Exercise goal: Find the line containing "Target = palm tree". Reproduce it and every line after it up to the end of the records, exactly as written.

┄┄┄┄┄┄

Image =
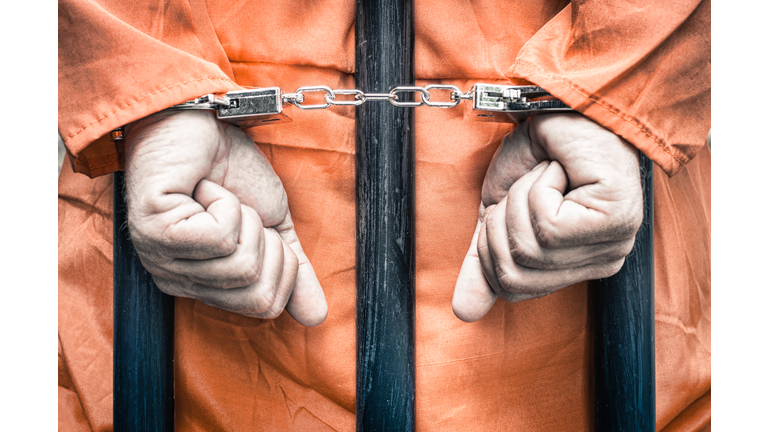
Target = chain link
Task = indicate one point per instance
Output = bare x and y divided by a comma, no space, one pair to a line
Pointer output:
360,97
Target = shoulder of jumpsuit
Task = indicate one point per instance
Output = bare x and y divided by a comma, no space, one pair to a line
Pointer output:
643,73
122,61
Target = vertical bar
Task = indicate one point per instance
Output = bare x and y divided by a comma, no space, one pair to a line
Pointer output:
625,398
385,220
143,336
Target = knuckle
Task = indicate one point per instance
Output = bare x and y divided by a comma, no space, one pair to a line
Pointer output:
249,273
612,268
521,253
272,313
511,283
226,245
262,302
545,231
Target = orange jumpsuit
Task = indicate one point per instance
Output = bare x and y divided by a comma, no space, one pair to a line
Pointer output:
641,69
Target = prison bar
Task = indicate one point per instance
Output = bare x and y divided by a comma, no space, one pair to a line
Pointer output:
143,335
624,352
384,175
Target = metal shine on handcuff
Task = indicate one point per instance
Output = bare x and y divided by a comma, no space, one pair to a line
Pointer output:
260,106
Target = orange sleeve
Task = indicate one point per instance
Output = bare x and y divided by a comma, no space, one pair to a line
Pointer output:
641,70
121,61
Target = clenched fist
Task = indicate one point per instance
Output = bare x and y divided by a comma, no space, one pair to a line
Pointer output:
561,203
209,219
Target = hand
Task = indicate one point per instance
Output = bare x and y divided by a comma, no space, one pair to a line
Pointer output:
561,203
209,219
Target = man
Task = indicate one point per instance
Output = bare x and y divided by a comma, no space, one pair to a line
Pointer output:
639,75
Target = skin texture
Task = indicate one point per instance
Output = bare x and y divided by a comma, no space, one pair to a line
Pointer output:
209,219
561,203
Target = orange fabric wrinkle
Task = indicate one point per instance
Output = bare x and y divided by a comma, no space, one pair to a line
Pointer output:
525,366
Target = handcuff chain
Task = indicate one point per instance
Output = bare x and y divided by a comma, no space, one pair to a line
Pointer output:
361,97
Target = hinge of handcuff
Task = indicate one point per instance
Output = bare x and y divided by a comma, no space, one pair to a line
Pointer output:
501,102
490,102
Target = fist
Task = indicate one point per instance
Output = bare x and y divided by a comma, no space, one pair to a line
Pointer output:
561,203
209,219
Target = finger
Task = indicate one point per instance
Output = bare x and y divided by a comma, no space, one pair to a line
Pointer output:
561,222
286,284
496,254
204,226
473,297
523,280
523,243
307,304
484,253
254,300
497,259
240,269
512,160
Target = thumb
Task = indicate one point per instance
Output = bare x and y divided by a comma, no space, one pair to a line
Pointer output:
472,296
307,304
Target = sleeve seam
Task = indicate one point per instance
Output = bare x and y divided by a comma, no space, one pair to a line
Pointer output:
99,120
607,106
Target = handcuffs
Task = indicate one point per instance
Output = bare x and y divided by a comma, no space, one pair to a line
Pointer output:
260,106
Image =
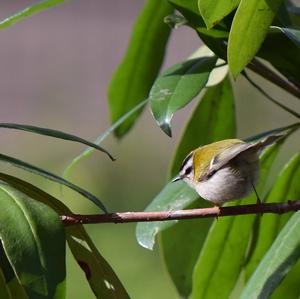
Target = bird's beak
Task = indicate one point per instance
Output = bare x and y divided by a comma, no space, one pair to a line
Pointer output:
177,178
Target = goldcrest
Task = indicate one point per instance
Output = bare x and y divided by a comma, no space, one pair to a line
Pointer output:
225,170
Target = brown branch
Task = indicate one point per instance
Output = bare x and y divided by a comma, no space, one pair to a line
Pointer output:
276,208
256,66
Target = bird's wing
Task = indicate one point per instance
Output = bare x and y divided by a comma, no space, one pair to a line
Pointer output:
226,155
230,153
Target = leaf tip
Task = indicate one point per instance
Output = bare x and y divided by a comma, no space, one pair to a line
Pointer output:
166,128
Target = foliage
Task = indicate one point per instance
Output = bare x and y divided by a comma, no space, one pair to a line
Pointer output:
241,257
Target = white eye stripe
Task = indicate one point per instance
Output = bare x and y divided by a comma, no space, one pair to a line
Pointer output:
186,161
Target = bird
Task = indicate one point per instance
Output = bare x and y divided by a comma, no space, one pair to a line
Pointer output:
225,170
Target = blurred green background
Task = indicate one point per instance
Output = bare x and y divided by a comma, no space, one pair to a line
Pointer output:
55,68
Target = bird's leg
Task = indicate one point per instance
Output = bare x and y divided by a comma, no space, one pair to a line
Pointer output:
216,205
258,201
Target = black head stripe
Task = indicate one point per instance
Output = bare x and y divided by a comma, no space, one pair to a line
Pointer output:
185,161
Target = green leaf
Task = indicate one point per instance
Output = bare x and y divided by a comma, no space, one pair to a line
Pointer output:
172,197
88,151
286,130
213,11
283,254
50,176
213,119
215,107
289,287
248,31
34,242
12,286
29,11
181,243
217,265
102,279
101,276
286,64
4,291
213,38
177,86
292,33
135,75
285,188
55,134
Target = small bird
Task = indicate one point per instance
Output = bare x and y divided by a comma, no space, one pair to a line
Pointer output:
225,170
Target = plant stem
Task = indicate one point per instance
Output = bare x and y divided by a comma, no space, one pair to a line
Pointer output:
276,208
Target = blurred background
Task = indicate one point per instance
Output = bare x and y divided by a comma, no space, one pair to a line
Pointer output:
55,68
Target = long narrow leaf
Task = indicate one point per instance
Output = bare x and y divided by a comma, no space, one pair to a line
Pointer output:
285,188
87,152
292,33
101,277
283,254
38,255
135,75
216,104
213,11
29,11
31,168
248,31
55,134
177,86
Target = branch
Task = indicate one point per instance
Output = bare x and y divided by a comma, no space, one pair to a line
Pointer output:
276,208
256,66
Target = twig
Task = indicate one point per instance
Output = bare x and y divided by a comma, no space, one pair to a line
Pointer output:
256,66
276,208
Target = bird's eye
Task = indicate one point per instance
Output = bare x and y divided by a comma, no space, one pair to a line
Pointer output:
188,170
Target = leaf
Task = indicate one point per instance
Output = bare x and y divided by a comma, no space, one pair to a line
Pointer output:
213,11
34,242
214,106
4,292
50,176
285,188
101,278
87,152
212,38
136,73
53,133
172,197
217,265
292,33
286,64
12,286
181,243
248,30
29,11
289,287
176,87
213,119
283,254
286,130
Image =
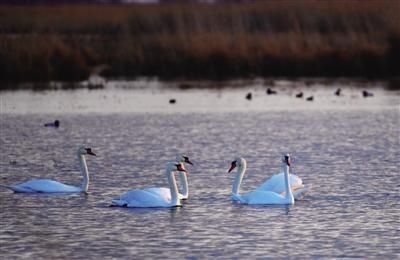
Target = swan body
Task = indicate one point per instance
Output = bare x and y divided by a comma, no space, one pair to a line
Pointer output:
50,186
258,196
153,197
276,183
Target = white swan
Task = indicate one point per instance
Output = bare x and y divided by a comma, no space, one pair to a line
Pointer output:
261,196
277,184
148,198
182,158
165,192
50,186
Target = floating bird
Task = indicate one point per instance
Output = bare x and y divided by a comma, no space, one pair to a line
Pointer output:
271,92
151,197
165,192
55,124
249,96
367,94
50,186
299,95
261,196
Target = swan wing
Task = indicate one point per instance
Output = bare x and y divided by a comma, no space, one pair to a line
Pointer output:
260,197
45,186
300,192
277,183
165,193
142,199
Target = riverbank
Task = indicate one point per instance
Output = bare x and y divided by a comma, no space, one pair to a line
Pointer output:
197,41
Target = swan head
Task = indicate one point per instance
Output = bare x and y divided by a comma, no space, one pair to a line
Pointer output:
176,166
286,159
238,162
85,150
183,158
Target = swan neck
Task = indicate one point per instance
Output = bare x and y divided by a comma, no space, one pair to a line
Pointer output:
288,190
84,172
239,177
173,187
184,183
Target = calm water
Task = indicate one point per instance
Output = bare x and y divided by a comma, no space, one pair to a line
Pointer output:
347,148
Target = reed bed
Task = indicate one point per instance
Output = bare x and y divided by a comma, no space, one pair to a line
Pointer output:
270,38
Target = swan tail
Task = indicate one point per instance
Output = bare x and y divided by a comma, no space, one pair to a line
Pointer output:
120,203
237,197
299,193
6,187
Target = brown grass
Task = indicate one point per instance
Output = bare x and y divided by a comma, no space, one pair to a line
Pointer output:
272,38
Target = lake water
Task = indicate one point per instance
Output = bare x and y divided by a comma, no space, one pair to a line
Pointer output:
347,147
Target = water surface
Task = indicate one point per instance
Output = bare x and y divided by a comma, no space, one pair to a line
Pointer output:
347,148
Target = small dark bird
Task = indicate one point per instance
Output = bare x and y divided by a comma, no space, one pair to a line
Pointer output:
367,94
249,96
55,124
271,92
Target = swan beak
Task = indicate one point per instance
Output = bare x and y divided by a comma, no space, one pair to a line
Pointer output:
188,161
89,151
233,166
180,168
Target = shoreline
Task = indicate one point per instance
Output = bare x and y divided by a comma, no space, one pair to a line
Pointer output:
199,41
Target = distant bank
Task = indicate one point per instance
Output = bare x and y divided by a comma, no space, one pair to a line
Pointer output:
201,41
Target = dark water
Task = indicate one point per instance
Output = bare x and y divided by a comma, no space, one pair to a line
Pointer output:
351,157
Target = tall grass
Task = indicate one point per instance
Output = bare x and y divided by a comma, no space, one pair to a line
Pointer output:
271,38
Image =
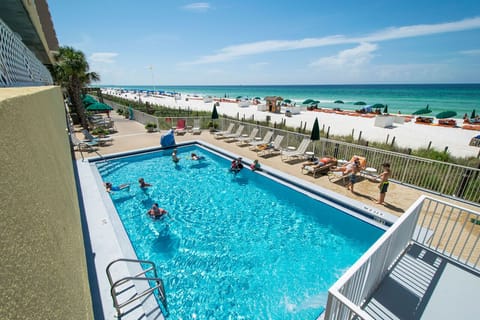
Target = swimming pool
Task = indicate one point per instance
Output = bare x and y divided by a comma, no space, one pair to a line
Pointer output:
241,246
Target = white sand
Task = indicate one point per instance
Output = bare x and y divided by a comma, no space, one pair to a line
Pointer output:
407,135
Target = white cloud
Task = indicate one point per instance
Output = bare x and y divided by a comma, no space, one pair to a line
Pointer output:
197,6
103,57
235,51
474,52
354,57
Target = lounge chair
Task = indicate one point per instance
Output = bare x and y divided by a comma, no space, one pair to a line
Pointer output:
266,140
181,128
296,153
245,140
343,172
220,134
196,129
234,136
273,148
100,141
323,166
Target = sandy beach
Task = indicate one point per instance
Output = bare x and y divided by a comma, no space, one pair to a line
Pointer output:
406,135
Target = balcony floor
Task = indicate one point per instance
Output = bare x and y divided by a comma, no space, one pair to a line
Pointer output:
424,285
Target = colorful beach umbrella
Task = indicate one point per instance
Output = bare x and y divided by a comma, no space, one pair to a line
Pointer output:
98,106
315,136
446,114
422,111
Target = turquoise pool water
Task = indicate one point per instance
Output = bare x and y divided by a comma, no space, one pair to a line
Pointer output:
234,247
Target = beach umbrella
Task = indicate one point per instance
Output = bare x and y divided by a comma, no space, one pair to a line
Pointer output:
214,113
422,111
98,106
446,114
315,136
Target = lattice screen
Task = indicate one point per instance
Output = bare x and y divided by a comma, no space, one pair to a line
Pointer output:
18,65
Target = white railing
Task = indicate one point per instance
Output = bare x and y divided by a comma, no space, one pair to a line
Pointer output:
19,66
445,228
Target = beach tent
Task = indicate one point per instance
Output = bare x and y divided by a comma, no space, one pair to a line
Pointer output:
214,112
446,114
315,136
360,103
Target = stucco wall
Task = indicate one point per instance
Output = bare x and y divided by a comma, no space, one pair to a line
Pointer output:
43,272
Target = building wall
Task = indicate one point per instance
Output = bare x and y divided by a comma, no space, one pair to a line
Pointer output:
43,273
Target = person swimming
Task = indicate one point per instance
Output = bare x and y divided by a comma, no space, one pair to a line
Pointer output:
143,184
156,212
109,187
175,158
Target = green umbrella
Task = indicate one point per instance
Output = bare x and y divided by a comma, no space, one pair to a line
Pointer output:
214,113
98,106
422,111
315,136
446,114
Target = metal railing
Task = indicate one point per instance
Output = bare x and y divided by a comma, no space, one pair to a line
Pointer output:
118,287
446,179
449,230
19,66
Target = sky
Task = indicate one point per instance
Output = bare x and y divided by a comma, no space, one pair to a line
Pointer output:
278,42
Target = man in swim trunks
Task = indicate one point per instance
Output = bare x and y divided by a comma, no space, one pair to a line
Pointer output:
383,185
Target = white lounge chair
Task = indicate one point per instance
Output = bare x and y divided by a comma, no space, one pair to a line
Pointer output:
274,147
245,140
234,136
288,154
196,129
220,134
266,140
100,141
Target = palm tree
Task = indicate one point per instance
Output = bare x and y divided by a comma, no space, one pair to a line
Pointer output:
71,71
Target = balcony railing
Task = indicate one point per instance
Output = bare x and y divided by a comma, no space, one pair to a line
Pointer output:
449,230
18,65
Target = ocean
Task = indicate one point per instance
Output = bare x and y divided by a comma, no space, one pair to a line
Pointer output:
404,98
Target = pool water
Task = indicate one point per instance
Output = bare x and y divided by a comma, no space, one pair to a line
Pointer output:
234,246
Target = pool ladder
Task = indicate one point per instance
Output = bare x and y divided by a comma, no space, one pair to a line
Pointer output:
127,286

┄┄┄┄┄┄

Solution to this exercise:
Target = palm tree
Task = indicate one point per instance
Output = bare x and y divided by a comma, no space, one pair to a line
Pointer output:
71,71
Target = balcony railing
Task = indicate one point per instance
Output = bare x and y divided by a comma, no space, one pair to a line
Pointer output:
449,230
18,65
Target = ocean
Task = indicate one point per instance
Output = bare x and y divided by a comma, no space, one pair to a line
Pointer output:
404,98
Target = pool water
Task = indicate one point per instance
Output = bare x and y divided by a comma, no space, one pair to a line
Pointer output:
234,246
Target = pool ladder
Task = indicate one point per instance
Output = bare x and y divided by a comma, no space, one pair to a line
Pointer output:
127,286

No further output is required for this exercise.